> _Information supplied_
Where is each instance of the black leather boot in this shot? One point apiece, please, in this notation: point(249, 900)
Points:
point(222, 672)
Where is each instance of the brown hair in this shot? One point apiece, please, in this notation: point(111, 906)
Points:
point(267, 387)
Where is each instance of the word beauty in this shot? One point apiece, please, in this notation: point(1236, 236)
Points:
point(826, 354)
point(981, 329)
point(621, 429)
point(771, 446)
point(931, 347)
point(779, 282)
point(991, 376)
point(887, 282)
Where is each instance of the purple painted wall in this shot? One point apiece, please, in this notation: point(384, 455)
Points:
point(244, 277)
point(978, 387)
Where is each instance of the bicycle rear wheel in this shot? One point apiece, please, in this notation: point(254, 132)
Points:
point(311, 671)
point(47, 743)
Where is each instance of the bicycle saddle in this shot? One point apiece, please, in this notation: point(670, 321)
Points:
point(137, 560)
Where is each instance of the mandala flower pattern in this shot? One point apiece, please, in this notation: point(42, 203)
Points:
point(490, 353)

> _Written problem_
Rewrite the listing above with "occurrence" in place of every "instance", leaving everything else unchanged.

> _Solved problem_
Where is each occurrence of the black leather boot in this shot? One point apiece, please, in this notation: point(249, 900)
Points:
point(222, 672)
Where is each occurrence of the brown hair in this shot? One point apiece, please, in this notation: point(111, 906)
Points:
point(267, 387)
Where is each occurrence of the word beauty in this shot? One point apiece, please, in this notation: point(1236, 236)
Points:
point(826, 354)
point(981, 329)
point(621, 429)
point(771, 446)
point(931, 347)
point(779, 282)
point(991, 376)
point(887, 282)
Where is each occurrence of the purple painted wall in this shot? One point apiece, please, in this notation: point(384, 455)
Points:
point(244, 277)
point(978, 387)
Where is each occurrence of the bicycle rear wheel in this shot? One point apiece, please, in this notation: point(254, 132)
Points:
point(311, 671)
point(47, 743)
Where is each occurrence of the bicycle saddle in this shot? One point apiece, please, in this notation: point(670, 321)
Points:
point(137, 560)
Where is each occurrence of the mandala flower pattern in this shot? One point apiece, please, in this notation: point(42, 203)
Points:
point(490, 353)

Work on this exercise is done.